Coordinate labeling data
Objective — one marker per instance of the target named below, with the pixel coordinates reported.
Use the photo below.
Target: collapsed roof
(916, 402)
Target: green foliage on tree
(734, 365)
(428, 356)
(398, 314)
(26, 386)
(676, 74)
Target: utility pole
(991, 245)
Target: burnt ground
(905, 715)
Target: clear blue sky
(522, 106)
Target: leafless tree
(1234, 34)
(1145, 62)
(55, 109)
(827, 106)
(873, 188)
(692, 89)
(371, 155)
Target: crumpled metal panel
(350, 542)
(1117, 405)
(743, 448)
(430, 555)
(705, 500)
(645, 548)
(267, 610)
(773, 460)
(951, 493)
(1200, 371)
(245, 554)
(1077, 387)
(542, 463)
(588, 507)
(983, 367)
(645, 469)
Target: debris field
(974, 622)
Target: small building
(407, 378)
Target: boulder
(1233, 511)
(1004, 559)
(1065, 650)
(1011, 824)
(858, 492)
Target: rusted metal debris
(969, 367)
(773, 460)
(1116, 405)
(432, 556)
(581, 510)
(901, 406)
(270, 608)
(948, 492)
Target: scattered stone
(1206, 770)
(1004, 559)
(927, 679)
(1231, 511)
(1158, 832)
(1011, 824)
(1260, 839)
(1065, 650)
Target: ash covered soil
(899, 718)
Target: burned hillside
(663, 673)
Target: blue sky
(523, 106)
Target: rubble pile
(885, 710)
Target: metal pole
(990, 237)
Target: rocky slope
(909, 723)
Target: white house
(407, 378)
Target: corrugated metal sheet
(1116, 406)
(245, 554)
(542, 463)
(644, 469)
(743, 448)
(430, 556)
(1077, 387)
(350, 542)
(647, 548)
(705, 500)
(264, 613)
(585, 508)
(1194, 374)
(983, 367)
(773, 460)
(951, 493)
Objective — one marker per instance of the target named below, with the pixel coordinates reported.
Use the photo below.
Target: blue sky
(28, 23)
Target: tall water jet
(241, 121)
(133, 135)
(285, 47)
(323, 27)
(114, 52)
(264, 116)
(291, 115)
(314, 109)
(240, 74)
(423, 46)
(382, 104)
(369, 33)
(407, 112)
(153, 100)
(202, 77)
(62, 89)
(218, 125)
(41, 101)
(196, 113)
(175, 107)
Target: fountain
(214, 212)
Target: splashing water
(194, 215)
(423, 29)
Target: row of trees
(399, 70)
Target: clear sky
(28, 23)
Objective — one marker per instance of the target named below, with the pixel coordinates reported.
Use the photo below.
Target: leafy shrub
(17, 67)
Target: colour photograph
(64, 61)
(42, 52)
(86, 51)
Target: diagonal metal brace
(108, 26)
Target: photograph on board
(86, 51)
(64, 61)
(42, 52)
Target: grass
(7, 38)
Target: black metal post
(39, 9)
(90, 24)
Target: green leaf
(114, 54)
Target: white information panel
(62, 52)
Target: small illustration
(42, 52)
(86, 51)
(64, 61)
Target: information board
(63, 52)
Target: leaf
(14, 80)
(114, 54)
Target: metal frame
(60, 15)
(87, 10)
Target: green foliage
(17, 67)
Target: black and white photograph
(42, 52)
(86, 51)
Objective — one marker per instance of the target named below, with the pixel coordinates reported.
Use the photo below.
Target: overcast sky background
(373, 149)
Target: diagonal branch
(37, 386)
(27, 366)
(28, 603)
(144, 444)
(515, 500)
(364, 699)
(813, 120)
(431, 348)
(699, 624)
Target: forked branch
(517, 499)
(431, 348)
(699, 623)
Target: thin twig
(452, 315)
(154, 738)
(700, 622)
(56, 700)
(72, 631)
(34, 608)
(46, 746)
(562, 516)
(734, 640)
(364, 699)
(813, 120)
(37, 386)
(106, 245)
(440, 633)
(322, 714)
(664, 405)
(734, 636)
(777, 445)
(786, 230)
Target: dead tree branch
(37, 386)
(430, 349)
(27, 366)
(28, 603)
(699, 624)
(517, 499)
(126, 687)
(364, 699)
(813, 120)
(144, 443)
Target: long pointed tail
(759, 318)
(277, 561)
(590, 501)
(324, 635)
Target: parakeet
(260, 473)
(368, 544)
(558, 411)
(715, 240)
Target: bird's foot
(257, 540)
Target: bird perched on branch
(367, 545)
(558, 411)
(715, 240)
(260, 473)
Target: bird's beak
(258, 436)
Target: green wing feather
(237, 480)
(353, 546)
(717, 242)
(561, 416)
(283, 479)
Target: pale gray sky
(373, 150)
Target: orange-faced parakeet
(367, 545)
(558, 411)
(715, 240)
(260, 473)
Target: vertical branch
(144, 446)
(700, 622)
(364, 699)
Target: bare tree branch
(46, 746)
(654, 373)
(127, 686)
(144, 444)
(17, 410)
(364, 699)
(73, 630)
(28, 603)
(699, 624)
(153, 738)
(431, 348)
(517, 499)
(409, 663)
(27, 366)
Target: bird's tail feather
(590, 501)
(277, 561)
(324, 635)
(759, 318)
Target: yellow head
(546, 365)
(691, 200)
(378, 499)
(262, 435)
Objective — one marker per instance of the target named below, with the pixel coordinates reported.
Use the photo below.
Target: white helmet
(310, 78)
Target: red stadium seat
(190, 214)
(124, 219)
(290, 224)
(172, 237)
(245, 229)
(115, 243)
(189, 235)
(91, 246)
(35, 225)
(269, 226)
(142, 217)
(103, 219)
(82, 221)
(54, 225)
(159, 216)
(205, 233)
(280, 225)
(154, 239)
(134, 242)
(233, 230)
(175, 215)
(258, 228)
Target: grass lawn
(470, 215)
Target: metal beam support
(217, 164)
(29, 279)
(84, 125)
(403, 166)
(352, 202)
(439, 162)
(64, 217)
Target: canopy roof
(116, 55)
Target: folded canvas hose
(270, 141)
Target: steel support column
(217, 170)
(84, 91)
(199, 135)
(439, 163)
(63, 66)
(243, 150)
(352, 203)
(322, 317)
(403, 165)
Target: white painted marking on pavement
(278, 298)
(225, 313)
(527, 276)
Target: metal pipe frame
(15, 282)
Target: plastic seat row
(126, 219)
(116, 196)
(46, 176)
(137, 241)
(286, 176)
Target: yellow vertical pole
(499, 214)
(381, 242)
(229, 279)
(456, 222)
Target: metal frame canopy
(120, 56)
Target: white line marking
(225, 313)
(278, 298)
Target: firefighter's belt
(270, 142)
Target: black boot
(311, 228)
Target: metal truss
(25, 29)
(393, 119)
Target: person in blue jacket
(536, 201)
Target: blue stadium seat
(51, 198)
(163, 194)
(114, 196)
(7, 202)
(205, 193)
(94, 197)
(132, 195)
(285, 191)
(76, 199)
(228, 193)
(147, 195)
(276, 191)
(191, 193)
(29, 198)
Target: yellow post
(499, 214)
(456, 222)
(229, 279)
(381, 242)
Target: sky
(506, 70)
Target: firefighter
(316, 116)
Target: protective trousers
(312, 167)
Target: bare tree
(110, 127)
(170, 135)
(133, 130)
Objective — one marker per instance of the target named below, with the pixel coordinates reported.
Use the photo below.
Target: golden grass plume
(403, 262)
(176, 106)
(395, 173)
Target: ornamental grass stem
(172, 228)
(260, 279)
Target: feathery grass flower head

§ **What you are asked to do**
Exactly and only the lines from the one containing "Target: metal frame canopy" through the end of the material are to be reproduced, both ends included.

§ **Solution to the exercise**
Target: metal frame canopy
(120, 56)
Target: white line marking
(225, 313)
(278, 298)
Target: firefighter's belt
(270, 142)
Target: black boot
(311, 228)
Target: metal truss
(25, 29)
(393, 119)
Target: person in blue jacket
(536, 201)
Target: blue stadium seat
(51, 198)
(163, 194)
(114, 196)
(7, 202)
(205, 193)
(94, 197)
(132, 195)
(285, 191)
(76, 199)
(228, 193)
(147, 195)
(276, 191)
(191, 193)
(29, 198)
Target: yellow post
(499, 214)
(456, 222)
(229, 279)
(381, 242)
Target: sky
(506, 70)
Target: firefighter
(316, 116)
Target: protective trousers
(312, 167)
Target: bare tree
(110, 127)
(170, 135)
(133, 130)
Objective — one marker per instance of the target named below, with the pixel coordinates reported.
Use the photo below.
Target: golden grass plume
(403, 262)
(176, 106)
(395, 173)
Target: ornamental grass stem
(172, 228)
(260, 279)
Target: feathery grass flower head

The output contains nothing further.